### Work required
Rename "sneaker" to "running shoe" throughout the entries below. Reproduce them otherwise unchanged and omit the pictures.

::::

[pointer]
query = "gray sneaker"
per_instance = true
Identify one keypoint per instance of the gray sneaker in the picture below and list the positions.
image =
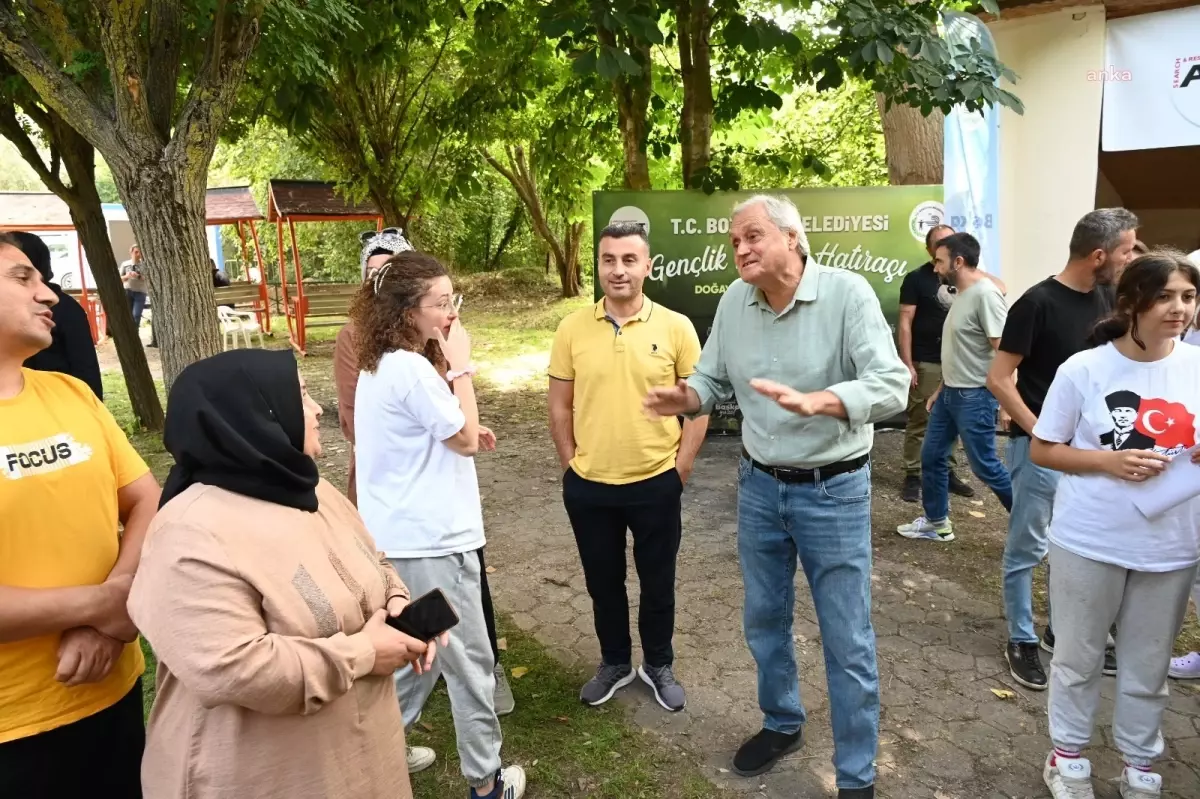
(666, 690)
(606, 683)
(503, 697)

::::

### Final result
[pointer]
query = "gray running shoe"
per_instance = true
Identify one keypoint per instance of the gray running shoe in the picture below and list the positions.
image =
(666, 690)
(606, 683)
(503, 697)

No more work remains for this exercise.